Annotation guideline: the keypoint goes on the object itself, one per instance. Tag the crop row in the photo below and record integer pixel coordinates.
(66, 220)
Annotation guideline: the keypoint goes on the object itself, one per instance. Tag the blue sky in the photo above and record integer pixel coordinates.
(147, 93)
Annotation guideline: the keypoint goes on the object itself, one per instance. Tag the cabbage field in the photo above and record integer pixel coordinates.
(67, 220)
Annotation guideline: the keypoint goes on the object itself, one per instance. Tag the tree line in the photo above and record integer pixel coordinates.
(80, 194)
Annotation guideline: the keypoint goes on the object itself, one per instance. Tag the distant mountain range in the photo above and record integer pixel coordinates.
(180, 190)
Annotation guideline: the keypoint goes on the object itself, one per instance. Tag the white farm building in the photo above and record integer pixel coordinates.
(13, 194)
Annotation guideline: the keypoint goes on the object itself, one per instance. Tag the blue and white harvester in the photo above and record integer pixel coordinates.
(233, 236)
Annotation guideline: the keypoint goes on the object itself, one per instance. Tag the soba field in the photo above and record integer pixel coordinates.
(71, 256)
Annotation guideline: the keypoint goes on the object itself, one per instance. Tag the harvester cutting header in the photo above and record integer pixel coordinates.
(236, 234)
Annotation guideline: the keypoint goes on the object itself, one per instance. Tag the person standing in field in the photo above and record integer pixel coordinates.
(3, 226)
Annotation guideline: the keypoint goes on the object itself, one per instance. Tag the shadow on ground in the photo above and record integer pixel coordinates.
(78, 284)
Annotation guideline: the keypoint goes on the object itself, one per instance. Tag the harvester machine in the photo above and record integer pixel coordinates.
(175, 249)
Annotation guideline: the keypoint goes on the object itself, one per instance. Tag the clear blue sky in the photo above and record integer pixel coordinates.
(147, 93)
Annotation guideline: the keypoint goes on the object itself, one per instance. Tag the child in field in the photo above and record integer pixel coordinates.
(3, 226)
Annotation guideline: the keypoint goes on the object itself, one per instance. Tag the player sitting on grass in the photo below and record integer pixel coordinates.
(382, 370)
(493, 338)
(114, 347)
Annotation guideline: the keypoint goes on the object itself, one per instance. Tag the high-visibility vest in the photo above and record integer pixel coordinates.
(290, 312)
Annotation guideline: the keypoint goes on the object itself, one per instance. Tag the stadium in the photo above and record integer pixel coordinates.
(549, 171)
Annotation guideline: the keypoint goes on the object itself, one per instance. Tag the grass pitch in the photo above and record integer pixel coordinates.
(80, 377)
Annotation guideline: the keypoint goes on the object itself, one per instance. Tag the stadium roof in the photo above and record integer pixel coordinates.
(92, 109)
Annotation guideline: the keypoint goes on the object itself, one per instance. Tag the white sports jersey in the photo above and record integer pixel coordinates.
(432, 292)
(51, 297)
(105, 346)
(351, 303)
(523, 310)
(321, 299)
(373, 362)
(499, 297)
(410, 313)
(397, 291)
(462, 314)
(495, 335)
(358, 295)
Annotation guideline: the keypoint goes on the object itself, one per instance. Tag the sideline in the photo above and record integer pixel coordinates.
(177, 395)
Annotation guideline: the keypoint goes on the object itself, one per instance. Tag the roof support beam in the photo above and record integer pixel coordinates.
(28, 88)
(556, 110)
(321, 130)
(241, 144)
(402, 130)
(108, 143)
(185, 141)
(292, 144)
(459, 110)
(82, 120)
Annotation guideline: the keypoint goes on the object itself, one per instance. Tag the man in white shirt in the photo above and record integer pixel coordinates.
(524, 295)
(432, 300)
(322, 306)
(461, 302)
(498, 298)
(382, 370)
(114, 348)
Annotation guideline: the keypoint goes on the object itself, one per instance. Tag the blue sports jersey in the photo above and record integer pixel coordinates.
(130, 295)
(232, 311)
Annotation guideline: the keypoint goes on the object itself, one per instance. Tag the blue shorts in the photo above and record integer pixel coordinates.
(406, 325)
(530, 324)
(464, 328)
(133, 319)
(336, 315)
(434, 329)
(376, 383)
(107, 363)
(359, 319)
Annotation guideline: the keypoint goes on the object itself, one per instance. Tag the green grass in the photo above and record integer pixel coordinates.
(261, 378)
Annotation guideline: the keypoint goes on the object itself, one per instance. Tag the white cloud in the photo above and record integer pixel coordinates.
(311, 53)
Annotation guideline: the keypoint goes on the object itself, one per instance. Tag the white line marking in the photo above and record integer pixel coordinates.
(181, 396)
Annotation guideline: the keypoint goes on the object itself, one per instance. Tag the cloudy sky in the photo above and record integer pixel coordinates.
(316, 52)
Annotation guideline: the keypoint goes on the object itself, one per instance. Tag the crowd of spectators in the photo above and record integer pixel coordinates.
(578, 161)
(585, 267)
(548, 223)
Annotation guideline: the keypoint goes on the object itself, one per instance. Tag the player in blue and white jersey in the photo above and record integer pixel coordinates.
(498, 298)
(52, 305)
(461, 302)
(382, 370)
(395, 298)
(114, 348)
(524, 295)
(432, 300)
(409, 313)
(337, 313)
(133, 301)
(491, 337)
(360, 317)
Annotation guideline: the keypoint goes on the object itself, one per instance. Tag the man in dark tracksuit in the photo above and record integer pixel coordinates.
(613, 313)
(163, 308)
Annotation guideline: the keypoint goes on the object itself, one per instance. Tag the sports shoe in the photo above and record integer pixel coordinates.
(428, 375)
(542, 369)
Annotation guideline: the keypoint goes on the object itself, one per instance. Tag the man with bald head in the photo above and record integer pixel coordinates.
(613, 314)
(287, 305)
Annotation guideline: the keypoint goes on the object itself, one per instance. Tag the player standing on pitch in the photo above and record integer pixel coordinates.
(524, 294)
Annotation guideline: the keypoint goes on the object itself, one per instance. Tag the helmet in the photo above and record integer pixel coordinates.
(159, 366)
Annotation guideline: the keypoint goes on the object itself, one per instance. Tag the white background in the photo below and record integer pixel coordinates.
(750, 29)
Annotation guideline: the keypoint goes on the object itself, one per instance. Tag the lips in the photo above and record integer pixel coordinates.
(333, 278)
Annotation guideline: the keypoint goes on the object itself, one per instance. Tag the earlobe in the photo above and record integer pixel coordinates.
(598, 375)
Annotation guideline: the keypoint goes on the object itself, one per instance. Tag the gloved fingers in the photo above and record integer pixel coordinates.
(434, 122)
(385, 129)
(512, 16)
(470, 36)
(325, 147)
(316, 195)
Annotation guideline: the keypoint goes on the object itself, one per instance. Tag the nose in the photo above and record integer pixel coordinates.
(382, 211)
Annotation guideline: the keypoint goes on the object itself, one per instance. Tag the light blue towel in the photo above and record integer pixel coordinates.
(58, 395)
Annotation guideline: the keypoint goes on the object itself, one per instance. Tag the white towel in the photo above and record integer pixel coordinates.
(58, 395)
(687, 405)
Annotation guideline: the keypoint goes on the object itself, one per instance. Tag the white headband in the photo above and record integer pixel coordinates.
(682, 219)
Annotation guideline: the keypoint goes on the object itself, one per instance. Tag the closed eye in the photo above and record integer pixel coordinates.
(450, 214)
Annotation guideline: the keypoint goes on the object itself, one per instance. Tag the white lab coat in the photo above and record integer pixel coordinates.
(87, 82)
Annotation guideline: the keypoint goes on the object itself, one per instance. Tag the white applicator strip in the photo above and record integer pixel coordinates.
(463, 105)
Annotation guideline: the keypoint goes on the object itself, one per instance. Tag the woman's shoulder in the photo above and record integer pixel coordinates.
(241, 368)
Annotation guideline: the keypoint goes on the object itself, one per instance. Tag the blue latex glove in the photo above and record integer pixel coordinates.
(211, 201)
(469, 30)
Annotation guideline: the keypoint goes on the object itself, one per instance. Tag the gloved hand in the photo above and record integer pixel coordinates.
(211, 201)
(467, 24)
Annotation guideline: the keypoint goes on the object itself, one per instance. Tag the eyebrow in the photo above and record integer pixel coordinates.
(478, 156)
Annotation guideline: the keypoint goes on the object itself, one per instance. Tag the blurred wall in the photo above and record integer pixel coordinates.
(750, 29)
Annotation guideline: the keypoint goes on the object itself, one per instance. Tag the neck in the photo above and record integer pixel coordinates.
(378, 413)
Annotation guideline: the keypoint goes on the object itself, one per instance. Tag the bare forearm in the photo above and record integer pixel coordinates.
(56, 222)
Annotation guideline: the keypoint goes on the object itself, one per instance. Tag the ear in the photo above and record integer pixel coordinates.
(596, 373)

- **AIM**:
Can you quote word for word everything from the line containing "Tag the bare" down to the last of the records above?

- **FINISHED ANSWER**:
Annotation guideline: the keypoint goes on the object itself, one per instance. Tag the bare forearm in the photo above and record integer pixel coordinates.
(56, 222)
Annotation guideline: the keypoint goes on the object itself, one per instance. Tag the ear in the photo above and record integer pixel coordinates.
(596, 373)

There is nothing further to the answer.